* _The task_:
Repeat exactly the lines from the one containing "Query: alpine terrain" through the last line of the records below, both included, and nothing else.

(Region pointing data)
┄┄┄┄┄┄
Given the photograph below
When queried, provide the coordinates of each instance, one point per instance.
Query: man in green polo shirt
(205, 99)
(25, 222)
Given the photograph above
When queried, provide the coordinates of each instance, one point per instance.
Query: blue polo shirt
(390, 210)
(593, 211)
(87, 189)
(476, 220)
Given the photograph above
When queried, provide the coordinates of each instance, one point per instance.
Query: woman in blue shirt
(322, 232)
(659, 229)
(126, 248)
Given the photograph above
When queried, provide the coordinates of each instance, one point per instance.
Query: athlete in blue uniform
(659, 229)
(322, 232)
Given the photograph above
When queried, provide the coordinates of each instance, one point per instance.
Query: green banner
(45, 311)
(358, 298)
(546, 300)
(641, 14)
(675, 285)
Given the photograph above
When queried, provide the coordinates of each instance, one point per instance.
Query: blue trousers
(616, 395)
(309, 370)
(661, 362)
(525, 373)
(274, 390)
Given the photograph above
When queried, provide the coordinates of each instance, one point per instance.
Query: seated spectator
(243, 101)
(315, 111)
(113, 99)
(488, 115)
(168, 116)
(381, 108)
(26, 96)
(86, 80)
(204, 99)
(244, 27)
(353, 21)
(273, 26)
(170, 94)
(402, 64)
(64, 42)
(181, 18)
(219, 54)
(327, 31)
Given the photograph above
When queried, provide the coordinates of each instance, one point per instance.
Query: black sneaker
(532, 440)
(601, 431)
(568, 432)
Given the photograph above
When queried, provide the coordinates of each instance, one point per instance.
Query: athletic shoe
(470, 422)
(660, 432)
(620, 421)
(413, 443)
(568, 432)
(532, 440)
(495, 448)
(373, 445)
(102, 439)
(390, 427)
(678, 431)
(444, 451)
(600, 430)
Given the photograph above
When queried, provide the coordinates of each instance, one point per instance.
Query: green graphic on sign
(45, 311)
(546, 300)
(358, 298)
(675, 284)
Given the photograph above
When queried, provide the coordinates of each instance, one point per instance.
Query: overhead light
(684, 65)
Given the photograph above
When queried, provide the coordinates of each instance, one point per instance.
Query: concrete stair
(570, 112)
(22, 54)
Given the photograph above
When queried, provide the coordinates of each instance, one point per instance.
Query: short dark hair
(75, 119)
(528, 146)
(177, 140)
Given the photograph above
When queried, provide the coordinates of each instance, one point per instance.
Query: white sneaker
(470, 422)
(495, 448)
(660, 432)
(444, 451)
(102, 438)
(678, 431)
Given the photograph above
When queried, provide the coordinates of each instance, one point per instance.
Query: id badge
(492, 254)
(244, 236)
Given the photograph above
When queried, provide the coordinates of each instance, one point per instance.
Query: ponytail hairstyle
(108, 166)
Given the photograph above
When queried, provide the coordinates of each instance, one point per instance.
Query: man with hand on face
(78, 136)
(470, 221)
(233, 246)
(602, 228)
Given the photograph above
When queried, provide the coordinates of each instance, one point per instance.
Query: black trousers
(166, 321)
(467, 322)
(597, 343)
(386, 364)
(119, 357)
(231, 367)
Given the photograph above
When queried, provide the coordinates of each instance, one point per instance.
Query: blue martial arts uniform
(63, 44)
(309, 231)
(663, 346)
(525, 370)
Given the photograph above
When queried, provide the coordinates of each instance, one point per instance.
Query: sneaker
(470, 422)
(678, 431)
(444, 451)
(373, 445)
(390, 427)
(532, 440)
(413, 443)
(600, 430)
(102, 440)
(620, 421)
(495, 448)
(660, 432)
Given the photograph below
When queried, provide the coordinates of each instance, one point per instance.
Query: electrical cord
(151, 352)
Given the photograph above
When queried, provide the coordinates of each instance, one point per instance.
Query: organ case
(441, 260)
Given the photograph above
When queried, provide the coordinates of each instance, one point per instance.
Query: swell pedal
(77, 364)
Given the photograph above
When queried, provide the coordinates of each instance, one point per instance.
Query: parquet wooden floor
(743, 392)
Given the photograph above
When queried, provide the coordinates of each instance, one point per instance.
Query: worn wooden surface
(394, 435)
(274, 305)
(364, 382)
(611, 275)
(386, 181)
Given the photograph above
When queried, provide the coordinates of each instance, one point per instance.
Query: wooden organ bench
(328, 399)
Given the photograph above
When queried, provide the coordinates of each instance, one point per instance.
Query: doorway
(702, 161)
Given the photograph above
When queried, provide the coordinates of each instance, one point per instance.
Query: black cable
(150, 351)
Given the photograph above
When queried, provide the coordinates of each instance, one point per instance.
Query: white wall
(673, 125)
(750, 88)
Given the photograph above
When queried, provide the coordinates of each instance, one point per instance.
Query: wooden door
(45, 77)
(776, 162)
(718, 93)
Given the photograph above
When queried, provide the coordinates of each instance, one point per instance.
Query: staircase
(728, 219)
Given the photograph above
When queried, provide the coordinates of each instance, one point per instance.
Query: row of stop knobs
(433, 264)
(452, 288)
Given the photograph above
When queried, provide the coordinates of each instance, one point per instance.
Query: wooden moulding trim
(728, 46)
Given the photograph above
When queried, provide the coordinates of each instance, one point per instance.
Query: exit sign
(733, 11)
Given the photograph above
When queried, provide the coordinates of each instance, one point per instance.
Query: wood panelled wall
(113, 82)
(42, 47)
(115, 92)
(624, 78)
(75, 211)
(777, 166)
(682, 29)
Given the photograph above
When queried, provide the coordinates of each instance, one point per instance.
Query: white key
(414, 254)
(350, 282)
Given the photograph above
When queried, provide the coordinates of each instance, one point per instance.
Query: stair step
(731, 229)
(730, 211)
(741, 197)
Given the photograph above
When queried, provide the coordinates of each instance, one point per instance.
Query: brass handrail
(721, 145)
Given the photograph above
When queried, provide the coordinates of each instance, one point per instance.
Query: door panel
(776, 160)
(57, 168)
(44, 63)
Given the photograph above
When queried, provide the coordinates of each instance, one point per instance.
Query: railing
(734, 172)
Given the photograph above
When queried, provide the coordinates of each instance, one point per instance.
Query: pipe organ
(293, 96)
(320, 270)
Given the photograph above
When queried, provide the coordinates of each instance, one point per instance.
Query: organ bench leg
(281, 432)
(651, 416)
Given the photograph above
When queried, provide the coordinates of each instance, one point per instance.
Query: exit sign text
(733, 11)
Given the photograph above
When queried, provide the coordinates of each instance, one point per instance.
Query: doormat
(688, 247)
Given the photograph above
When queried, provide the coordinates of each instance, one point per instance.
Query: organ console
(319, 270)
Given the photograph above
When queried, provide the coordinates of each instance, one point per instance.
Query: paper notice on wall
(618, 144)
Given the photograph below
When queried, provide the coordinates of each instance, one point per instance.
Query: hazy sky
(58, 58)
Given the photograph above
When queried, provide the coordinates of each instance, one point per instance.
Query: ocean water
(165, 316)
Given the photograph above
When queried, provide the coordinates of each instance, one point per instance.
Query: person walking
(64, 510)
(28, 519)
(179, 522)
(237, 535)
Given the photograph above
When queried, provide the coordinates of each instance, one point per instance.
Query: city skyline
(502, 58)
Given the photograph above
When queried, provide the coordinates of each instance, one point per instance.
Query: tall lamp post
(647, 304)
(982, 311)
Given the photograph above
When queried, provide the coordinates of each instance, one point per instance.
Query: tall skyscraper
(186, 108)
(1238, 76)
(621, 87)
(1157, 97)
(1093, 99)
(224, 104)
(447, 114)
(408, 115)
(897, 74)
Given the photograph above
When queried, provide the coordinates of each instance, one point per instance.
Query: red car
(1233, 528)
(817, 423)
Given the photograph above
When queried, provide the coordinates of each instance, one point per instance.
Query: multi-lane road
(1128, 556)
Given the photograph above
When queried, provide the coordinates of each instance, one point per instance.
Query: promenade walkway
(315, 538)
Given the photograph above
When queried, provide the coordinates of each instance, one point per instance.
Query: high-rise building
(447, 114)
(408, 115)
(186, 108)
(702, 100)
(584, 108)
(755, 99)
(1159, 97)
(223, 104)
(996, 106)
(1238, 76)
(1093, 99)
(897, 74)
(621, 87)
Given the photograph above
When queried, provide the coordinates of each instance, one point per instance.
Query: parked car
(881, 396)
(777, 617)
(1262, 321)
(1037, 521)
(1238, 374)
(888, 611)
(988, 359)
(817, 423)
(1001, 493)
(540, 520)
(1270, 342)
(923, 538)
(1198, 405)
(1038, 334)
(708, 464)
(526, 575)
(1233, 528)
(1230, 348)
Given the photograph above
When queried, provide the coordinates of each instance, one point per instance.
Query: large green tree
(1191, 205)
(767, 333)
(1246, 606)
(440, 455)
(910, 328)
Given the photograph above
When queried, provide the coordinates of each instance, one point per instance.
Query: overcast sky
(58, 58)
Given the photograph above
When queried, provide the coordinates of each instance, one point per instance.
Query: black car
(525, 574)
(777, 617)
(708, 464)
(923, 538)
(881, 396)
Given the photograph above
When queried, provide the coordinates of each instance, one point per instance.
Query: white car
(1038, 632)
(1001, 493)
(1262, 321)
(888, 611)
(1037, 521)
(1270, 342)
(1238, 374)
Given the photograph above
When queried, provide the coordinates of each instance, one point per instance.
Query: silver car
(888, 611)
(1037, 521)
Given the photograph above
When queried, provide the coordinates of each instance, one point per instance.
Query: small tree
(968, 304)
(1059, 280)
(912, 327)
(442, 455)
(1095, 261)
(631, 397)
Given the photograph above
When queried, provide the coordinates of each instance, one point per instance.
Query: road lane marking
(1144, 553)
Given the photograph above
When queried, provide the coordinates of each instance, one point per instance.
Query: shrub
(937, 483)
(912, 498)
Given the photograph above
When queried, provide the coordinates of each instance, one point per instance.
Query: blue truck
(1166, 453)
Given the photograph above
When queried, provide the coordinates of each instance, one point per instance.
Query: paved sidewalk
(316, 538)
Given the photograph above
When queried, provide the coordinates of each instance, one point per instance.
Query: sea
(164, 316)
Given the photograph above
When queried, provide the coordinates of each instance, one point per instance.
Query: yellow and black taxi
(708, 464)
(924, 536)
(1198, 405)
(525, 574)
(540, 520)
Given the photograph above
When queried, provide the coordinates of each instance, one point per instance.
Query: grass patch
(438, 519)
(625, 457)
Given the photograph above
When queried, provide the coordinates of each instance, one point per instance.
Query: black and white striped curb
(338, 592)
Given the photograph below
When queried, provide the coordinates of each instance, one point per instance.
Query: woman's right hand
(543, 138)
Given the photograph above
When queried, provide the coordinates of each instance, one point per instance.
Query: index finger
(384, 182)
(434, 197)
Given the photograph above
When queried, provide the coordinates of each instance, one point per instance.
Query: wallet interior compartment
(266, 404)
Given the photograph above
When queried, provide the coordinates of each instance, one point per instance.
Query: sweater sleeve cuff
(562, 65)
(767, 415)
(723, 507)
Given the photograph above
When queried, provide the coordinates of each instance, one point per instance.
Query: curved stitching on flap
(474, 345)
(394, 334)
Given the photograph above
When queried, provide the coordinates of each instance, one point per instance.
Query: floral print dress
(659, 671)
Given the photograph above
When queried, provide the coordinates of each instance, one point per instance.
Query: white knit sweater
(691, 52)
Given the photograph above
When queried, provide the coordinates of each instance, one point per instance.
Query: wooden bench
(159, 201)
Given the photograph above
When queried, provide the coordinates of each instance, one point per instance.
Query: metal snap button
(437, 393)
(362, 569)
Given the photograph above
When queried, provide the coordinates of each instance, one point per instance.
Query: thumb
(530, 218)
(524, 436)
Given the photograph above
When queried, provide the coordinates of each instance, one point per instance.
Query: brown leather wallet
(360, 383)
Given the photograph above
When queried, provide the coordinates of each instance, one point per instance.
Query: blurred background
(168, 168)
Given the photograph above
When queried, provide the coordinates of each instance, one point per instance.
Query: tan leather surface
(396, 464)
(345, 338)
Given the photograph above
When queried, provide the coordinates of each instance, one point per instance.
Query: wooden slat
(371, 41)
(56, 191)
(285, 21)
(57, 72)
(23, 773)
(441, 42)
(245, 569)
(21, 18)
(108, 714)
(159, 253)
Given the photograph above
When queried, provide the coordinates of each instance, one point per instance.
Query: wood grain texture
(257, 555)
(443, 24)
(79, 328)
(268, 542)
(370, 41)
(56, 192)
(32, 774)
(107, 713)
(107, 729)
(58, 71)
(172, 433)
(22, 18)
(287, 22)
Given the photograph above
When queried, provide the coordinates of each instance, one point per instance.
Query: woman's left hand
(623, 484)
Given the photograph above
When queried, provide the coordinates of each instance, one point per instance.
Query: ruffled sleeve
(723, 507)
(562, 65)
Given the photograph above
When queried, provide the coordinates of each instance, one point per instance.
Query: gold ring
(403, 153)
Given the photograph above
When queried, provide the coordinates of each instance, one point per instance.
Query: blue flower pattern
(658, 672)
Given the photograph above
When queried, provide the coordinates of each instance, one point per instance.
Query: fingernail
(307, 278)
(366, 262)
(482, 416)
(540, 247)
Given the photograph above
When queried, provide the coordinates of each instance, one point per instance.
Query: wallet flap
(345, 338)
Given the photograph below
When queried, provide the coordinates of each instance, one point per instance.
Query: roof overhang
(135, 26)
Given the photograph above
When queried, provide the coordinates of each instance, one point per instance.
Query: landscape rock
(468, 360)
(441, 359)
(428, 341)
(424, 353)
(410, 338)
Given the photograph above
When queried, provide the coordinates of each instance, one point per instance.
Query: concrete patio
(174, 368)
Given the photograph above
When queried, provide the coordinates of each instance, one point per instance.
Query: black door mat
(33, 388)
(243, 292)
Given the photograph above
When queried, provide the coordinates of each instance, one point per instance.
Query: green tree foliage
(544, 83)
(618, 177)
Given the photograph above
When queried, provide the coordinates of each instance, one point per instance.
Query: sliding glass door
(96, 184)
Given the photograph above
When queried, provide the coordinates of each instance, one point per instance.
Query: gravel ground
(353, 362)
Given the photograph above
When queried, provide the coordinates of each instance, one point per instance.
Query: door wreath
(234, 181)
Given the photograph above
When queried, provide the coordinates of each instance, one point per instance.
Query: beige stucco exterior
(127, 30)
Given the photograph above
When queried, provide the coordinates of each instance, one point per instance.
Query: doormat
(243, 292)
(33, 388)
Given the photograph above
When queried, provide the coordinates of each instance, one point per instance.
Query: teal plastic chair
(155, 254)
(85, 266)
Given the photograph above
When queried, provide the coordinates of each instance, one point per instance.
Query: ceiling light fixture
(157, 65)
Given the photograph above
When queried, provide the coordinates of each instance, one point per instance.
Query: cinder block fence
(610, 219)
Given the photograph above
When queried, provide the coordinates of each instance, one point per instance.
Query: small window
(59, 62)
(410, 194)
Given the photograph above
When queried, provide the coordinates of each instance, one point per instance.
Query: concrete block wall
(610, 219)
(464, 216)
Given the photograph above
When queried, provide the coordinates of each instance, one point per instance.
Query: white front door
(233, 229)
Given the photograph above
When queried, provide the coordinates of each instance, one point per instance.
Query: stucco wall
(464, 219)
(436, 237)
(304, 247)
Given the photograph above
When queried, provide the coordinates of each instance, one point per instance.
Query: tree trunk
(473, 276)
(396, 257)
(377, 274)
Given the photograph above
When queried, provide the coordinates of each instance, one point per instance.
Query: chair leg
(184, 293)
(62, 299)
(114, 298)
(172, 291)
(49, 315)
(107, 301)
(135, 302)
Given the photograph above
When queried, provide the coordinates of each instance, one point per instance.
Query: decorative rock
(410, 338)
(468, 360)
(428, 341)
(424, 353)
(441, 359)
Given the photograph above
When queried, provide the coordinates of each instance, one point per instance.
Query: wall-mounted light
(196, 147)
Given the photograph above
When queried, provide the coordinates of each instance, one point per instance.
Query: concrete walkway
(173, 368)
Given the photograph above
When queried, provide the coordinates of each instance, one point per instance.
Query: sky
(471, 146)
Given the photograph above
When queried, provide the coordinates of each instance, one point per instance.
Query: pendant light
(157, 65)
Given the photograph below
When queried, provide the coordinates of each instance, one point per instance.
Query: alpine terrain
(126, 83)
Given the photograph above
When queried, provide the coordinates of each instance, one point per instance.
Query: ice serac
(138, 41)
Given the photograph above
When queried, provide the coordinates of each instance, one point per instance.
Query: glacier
┄┄┄┄┄┄
* _Solution to this problem_:
Query: alpine terrain
(126, 83)
Given the photograph above
When queried, provide the coordinates of each instance, one point per instance.
Query: ice serac
(138, 41)
Given the photograph above
When queried, provide the coordinates of each instance, one point per instance.
Query: glacier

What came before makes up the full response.